Your assignment. Reproduce everything in the comment thread below, from "Most people here, not" down to "very straight forward.".
Text block Block Start
Government healthcare also can kick ass sometimes when they're tasked to do it right.
Non impediti ratione cogitationus.
We're Doing Five Blades
Conservatives run on a platform of government failure, then once elected, set about proving it to be true.
The old site was one of the worst job sites on the internet. I'm not sure if it's any better, but I don't think it could have gotten worse.
The US government will never be put in charge of the US health care system. That was the whole take-away from the debate over health care law, remember? The bill that actually passed sets up a MARKETPLACE for PRIVATE INSURERS to SELL INSURANCE PRIVATELY to PEOPLE . That sounds like a conservative, market-based approach to me. That's probably because, oh wait, it is one - it's nearly identical to the system that Mitt Romney, a conservative Republican, put in place in Massachusetts, which, being identical, was also a conservative, market-based approach to universal health care. Mittens is now running away from his own law because 1) Obama passed a similar law 2) the crazy people who have taken over the Republican party can't even understand that, if they actually knew what their own principles were, THEY WOULD AGREE WITH IT. But for now their overriding, unthinking principle seems to be: We hate Obama, and if Obama did something, we hate that too.
I'm tired of know-nothing tea partiers trolling on this site. If you know nothing about something, try not to comment on it.
Sounds like Monster was butt-hurt when Uncle Sam ditched them, so they had a stooge write a sob story for Computer World.
Yes indeed. And, the Monster site was a serious piece of shit itself.
Here's the thing: Uncle Sam *just recently* took it back, we should EXPECT some bumps in the process. This is to be expected.
Most people here, not being gov employees probably haven't experienced what USA Jobs replaced. Essentially, each arm of the government had their own site for job seekers.
I can only tell you about about the Air Force site that Monster's USA Jobs replaced... The Air Force site was easy to navigate and easy to apply for jobs. Tracking your progress in the process was very straight forward.
Before I accepted my current Air Force position, I applied for perhaps a dozen different jobs, was called back for telephone interviews on perhaps half, and was able to track my progress with all - such as the reason for being passed over (important information for a job seeker).
The Monster experience was beyond convoluted to the point that I simply gave up trying to find and apply for jobs. Out of the 30 or 40 I applied for, I never got any call-backs, and it was impossible to track progress or determine reasons for for being passed over. It was just a huge waste of time.
Text block Block End
Information shown Block Start
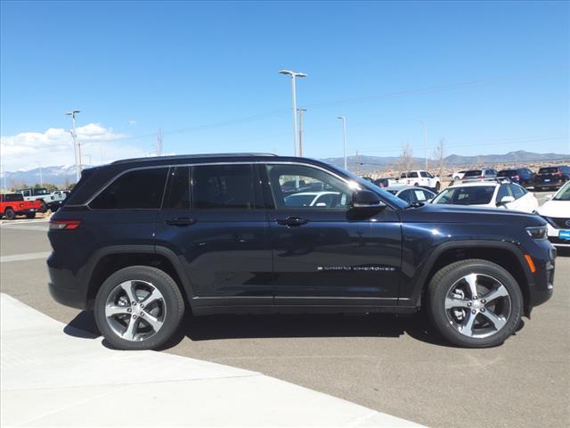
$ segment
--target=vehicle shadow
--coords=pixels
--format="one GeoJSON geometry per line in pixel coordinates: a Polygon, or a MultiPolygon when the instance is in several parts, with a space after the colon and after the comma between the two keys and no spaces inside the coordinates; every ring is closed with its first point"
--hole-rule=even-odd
Information shown Block End
Solution.
Most people here, not being gov employees probably haven't experienced what USA Jobs replaced. Essentially, each arm of the government had their own site for job seekers.
I can only tell you about about the Air Force site that Monster's USA Jobs replaced... The Air Force site was easy to navigate and easy to apply for jobs. Tracking your progress in the process was very straight forward.